▸ **WORK INSTRUCTION**
The response must contain each line of the material that holds "below".

━━━━━ DATASET EXCERPTS

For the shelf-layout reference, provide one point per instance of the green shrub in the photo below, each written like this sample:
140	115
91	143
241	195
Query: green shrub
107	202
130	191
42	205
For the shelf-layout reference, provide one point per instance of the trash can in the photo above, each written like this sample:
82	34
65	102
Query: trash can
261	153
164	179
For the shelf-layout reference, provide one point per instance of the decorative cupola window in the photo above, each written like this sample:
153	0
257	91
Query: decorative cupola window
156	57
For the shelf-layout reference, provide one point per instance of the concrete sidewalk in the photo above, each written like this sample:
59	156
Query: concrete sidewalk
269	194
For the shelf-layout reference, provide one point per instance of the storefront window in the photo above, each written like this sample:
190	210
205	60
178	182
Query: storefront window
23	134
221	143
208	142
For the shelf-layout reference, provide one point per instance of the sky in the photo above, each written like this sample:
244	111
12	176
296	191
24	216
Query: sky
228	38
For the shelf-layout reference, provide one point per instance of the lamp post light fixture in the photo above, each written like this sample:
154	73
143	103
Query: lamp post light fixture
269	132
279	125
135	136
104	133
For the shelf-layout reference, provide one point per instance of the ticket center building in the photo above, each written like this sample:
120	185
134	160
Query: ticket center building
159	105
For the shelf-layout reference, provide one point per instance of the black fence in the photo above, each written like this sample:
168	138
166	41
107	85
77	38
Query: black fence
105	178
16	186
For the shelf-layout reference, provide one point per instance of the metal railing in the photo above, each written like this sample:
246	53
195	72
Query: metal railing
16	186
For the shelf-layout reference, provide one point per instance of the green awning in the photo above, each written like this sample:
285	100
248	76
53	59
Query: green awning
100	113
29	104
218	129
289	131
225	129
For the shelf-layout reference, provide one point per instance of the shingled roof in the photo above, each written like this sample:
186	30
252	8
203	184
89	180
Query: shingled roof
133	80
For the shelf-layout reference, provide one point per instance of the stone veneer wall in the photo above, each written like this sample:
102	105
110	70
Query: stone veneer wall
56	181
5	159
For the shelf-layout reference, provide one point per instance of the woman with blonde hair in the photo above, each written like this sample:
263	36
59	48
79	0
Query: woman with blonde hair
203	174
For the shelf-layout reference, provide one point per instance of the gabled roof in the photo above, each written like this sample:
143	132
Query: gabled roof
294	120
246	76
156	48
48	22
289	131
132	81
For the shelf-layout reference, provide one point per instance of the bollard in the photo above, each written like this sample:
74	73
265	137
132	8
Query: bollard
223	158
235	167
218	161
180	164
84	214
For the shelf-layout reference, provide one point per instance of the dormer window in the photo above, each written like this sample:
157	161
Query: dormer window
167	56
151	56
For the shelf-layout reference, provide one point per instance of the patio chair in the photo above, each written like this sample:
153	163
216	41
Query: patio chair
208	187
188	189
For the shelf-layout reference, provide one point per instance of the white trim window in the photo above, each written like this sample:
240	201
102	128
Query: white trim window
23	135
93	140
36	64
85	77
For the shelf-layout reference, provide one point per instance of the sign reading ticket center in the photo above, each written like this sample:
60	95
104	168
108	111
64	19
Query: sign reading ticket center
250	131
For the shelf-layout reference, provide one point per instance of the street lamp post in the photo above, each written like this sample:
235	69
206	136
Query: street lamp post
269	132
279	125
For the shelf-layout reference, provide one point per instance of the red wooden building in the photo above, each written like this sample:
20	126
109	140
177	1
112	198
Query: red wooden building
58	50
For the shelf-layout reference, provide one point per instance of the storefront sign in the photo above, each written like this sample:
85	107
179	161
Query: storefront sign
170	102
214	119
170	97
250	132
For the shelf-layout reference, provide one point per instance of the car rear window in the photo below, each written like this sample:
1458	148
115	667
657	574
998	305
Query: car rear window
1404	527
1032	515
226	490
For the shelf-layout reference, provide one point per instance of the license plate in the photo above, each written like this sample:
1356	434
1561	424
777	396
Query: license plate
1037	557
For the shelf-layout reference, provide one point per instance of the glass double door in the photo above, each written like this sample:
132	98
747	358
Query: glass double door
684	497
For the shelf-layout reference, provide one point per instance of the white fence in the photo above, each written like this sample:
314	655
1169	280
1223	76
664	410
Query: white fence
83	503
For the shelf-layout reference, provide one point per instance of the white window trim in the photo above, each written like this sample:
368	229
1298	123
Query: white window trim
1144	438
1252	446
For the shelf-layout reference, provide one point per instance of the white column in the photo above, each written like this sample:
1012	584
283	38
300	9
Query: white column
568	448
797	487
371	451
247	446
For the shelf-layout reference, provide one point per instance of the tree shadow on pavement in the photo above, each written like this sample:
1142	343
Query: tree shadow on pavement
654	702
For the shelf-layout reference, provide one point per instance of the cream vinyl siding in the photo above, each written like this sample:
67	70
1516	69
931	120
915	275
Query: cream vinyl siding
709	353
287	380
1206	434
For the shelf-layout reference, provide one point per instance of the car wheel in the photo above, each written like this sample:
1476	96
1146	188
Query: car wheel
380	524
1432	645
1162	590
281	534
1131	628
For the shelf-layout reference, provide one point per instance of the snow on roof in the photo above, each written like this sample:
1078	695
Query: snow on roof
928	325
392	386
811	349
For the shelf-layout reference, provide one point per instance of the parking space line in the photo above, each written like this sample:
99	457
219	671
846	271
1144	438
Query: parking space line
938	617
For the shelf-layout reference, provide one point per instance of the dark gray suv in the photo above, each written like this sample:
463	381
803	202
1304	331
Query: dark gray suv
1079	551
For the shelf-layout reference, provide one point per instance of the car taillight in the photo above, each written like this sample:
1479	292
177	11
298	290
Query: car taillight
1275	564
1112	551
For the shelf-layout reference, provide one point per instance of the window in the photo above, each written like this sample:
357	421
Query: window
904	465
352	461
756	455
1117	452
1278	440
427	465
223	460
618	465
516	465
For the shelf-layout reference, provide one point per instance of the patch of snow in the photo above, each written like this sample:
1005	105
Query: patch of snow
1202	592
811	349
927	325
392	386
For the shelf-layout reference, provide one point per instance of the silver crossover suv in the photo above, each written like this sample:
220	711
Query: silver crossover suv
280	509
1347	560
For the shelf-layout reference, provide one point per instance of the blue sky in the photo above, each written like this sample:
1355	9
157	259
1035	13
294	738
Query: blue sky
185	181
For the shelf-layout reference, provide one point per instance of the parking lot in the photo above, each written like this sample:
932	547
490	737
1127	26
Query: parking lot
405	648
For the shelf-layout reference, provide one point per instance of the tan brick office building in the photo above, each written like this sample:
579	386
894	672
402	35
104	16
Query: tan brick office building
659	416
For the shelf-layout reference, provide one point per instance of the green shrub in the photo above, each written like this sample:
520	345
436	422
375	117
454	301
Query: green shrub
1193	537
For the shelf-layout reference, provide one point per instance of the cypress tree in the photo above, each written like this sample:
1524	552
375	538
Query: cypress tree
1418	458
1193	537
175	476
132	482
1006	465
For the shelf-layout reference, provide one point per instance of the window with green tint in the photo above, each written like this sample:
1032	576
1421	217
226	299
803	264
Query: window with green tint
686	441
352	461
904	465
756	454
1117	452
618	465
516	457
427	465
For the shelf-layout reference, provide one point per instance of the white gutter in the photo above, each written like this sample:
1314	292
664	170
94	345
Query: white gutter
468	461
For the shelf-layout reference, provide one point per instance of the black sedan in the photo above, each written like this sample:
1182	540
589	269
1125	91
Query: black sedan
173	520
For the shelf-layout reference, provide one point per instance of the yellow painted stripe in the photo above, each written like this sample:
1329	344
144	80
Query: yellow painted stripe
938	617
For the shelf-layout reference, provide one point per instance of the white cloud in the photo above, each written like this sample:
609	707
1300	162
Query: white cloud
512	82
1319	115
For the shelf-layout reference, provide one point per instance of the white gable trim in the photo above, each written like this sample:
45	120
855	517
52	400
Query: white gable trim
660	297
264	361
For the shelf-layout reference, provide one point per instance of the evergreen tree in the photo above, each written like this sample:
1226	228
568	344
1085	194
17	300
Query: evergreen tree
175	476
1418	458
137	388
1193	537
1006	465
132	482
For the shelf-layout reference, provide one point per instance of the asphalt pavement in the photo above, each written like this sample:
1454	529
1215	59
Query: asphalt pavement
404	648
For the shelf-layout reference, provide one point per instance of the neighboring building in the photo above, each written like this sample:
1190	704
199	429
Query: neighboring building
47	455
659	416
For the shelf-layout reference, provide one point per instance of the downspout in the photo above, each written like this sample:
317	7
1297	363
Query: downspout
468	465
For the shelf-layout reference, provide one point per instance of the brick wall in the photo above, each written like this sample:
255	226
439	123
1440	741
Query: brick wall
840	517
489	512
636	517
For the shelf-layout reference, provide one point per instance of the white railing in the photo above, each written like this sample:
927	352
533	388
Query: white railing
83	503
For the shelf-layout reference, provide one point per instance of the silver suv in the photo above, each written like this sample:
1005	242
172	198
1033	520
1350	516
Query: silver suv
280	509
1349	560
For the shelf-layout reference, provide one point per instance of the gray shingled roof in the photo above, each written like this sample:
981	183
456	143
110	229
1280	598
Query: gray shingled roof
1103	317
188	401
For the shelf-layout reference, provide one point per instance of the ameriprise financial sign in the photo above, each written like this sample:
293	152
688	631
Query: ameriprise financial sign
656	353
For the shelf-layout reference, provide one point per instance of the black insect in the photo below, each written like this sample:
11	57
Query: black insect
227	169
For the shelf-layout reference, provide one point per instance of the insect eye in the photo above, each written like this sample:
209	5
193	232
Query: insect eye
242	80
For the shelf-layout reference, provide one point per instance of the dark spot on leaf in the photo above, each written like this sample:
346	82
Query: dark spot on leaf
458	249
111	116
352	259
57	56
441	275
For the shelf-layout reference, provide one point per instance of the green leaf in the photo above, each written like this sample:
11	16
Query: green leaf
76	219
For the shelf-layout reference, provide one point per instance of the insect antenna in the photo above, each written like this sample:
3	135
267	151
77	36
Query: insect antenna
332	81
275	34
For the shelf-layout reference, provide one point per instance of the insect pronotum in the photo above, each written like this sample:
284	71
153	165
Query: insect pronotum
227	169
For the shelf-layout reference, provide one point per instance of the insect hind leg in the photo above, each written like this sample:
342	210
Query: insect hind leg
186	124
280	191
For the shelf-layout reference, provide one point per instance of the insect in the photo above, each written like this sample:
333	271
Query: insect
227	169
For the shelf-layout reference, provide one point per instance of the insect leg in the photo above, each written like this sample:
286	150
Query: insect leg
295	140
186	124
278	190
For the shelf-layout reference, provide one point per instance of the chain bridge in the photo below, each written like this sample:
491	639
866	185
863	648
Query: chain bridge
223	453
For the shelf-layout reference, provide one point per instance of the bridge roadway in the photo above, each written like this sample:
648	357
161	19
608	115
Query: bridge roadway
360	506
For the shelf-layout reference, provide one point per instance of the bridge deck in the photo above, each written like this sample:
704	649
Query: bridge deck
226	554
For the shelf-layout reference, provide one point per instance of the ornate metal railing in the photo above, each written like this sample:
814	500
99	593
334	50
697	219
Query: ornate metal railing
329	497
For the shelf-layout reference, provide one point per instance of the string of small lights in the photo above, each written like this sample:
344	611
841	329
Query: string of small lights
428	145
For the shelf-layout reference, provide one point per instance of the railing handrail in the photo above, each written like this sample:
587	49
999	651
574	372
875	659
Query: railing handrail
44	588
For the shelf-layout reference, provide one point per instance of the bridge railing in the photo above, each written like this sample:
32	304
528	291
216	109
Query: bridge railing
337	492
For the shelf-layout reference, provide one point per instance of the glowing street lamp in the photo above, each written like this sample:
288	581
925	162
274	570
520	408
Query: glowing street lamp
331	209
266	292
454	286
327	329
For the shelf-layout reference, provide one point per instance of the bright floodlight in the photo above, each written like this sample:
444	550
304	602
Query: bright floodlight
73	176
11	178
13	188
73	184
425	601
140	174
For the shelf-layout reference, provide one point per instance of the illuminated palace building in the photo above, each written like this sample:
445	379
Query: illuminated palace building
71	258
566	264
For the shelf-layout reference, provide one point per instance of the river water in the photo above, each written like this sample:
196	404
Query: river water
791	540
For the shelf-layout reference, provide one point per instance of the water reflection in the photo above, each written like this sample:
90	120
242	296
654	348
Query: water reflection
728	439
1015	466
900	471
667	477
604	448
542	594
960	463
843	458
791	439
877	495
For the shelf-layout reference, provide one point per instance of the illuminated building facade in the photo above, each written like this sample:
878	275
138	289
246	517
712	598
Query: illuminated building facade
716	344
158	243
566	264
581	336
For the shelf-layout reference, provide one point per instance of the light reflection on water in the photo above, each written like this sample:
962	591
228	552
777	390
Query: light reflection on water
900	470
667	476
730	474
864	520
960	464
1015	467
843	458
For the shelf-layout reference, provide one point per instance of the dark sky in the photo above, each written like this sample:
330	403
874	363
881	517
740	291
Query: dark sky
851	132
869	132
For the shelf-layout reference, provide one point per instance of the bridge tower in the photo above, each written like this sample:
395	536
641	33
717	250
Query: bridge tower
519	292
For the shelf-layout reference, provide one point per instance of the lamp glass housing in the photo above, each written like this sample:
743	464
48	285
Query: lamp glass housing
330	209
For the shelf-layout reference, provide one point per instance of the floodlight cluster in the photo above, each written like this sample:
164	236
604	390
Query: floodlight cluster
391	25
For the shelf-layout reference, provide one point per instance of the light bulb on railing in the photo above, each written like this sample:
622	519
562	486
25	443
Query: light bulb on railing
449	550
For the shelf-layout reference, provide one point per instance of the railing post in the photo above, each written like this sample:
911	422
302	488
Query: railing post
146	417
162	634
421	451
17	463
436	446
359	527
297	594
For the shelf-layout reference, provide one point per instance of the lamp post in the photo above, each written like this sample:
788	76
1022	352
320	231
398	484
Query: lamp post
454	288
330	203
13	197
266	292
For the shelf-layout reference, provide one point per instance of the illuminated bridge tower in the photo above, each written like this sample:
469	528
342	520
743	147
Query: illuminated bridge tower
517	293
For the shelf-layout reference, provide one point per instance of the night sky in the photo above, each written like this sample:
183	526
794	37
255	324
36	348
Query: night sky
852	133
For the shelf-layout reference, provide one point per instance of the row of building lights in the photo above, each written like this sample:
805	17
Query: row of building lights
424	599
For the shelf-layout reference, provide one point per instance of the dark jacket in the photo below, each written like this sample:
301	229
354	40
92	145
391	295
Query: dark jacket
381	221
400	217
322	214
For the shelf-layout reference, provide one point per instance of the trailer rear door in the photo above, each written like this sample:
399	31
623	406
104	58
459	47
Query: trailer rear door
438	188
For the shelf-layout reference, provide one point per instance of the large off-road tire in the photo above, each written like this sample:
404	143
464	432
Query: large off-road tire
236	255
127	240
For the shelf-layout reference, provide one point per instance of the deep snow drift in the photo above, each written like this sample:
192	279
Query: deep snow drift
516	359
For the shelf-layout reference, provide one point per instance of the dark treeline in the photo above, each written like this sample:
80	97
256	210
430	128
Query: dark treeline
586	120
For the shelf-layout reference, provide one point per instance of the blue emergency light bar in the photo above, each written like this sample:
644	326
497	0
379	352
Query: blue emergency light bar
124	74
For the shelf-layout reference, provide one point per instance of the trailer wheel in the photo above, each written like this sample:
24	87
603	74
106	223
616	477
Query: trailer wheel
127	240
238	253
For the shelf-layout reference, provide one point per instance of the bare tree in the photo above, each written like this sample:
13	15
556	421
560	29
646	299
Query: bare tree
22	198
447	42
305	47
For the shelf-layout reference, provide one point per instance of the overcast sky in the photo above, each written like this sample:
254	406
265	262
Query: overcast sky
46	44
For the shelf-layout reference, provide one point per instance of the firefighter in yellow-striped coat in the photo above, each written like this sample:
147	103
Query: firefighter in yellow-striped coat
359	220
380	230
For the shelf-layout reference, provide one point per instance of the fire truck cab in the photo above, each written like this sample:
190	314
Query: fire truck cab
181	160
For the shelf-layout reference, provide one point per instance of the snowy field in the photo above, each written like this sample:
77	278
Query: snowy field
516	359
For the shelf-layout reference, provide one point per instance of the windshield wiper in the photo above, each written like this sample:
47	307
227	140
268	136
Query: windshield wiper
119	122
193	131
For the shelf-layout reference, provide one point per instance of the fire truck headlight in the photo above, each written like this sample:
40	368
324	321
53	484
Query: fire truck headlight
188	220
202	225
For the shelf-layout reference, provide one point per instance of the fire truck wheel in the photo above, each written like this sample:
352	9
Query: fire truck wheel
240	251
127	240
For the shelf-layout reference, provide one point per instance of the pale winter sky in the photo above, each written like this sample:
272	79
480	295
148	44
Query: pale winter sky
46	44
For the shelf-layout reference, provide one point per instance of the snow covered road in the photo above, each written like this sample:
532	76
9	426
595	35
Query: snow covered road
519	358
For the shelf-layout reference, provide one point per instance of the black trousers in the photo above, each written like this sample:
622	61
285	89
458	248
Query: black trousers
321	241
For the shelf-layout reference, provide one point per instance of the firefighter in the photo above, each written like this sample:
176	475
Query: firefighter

━━━━━━━━━━

▸ **YOUR RESPONSE**
For the shelf-layout reference, provide one point per instance of the green shrub in the photo below, each written like this sample:
For the shelf-layout reference, provide one point per instance of the car rear window in the photo below, each written like this sample:
For the shelf-layout reference, provide one point per instance of the black insect in the photo below, each written like this sample:
For the shelf-layout reference, provide one point per instance of the chain bridge in the photo below, each written like this sample:
For the shelf-layout reference, provide one point per instance of the dark jacket in the photo below, each written like this sample:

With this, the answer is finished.